**EXERCISE TASK**
Quote the data below in full, minus the images.

Pointing and labeling entries
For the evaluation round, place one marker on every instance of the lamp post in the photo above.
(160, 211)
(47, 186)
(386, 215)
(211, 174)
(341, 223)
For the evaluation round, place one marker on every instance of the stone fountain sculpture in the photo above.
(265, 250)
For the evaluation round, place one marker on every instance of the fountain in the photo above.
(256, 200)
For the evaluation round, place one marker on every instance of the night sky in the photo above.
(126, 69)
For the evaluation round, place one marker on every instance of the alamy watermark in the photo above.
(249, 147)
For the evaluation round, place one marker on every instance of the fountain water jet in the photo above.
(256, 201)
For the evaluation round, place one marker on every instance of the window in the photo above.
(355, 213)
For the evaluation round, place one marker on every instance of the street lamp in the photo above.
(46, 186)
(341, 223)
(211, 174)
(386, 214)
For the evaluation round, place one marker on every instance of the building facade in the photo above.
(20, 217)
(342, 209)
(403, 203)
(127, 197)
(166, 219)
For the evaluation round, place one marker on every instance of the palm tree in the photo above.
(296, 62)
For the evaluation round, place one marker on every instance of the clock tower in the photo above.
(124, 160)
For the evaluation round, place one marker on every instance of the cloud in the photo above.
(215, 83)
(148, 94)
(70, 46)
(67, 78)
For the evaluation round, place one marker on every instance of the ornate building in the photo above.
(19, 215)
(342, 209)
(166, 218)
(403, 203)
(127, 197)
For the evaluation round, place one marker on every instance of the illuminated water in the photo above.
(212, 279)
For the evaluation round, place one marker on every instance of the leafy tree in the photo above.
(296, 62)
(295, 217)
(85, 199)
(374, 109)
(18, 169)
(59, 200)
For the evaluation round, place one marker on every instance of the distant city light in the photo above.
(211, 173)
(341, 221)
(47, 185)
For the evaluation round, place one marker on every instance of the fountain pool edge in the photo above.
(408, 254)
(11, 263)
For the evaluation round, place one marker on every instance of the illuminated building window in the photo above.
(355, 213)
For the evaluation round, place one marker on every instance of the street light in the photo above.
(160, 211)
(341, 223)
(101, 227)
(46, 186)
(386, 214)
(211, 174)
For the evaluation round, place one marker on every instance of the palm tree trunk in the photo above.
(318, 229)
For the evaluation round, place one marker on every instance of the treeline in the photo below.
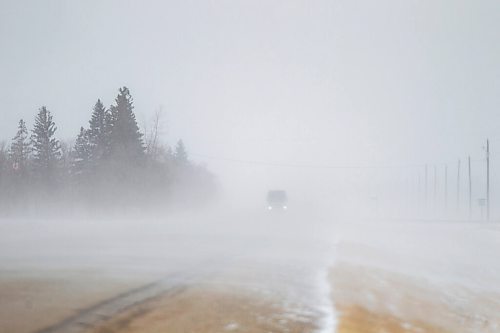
(111, 165)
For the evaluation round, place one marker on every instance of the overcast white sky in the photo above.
(336, 82)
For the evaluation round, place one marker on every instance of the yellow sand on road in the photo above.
(371, 300)
(204, 309)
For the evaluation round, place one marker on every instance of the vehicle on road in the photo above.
(277, 200)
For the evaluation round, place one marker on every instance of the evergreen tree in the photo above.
(46, 148)
(125, 137)
(99, 132)
(180, 154)
(82, 153)
(20, 149)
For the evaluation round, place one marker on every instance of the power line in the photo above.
(310, 166)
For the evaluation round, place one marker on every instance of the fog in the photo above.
(373, 117)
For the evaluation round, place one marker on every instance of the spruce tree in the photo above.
(125, 137)
(20, 149)
(46, 148)
(99, 132)
(180, 154)
(82, 153)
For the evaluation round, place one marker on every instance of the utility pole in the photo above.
(435, 188)
(487, 179)
(425, 186)
(470, 192)
(458, 186)
(446, 186)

**PROBLEM SOLUTION**
For the evaluation round, place one marker on every instance of the lamp post in the photo above.
(160, 211)
(47, 186)
(386, 215)
(211, 174)
(341, 223)
For the evaluation round, place one marker on every instance of the stone fountain sculpture in the photo above.
(265, 250)
For the evaluation round, place one marker on every instance of the fountain in the photo above.
(256, 200)
For the evaluation round, place one marker on every instance of the night sky in the photo above.
(126, 69)
For the evaluation round, place one marker on every instance of the alamy watermark in the photo above.
(249, 147)
For the evaluation round, place one marker on every instance of the fountain water jet in the photo above.
(256, 201)
For the evaluation round, place one marker on every instance of the window in the photo above.
(355, 213)
For the evaluation round, place one marker on every instance of the street lamp in the photo above.
(46, 186)
(341, 223)
(211, 174)
(386, 214)
For the evaluation round, place one marker on every instance of the building facade in the photo above.
(20, 217)
(342, 209)
(403, 203)
(127, 197)
(166, 219)
For the evaluation round, place one marker on every instance of the palm tree in the photo above.
(296, 62)
For the evaluation round, place one marker on every instance of the clock tower in the photo above.
(124, 160)
For the evaluation round, place one marker on every instance of the cloud in the photo above.
(215, 83)
(148, 94)
(70, 46)
(67, 78)
For the evaluation round, place one marker on every instance of the ornate building in the photo above.
(19, 215)
(342, 209)
(166, 218)
(403, 203)
(127, 197)
For the evaluation round, place one marker on every instance of the illuminated water in the photo above.
(212, 279)
For the evaluation round, place one marker on every instance of the leafy tree in the photo above.
(296, 62)
(295, 217)
(85, 199)
(374, 109)
(18, 169)
(59, 200)
For the evaluation round, place one marker on every instance of the distant city light in the photo above.
(211, 173)
(341, 221)
(47, 185)
For the evaluation round, place one marker on every instance of the fountain pool edge in the photo above.
(408, 254)
(11, 263)
For the evaluation round, place one marker on every instance of the illuminated building window in the photo above.
(355, 213)
For the evaluation round, place one marker on every instance of the street light in the photo above.
(160, 211)
(341, 223)
(101, 227)
(46, 186)
(386, 214)
(211, 174)
For the evaluation round, place one marker on every instance of the palm tree trunk in the photo above.
(318, 229)
For the evaluation round, place one marker on every instance of the treeline in the photo below.
(111, 165)
For the evaluation round, place one marker on every instance of the overcast white sky in the photo above.
(336, 82)
For the evaluation round, place one marker on every instance of the yellow sand on road in the photo above.
(371, 300)
(204, 309)
For the evaluation round, place one marker on every instance of the vehicle on road in the photo above.
(277, 200)
For the evaluation round, place one marker on every instance of the evergreen tree in the photo above.
(46, 148)
(125, 137)
(99, 132)
(180, 154)
(82, 153)
(20, 149)
For the evaluation round, place one marker on every instance of the power line in the photo above.
(310, 166)
For the evaluation round, place one marker on every instance of the fog in the photo above.
(373, 117)
For the evaluation round, place one marker on every instance of the spruce tree in the photo above.
(125, 137)
(20, 149)
(46, 148)
(99, 132)
(180, 154)
(82, 153)
For the evaluation round, place one marker on every instance of the utility pole in the photo above.
(435, 188)
(487, 179)
(425, 186)
(470, 192)
(458, 186)
(446, 186)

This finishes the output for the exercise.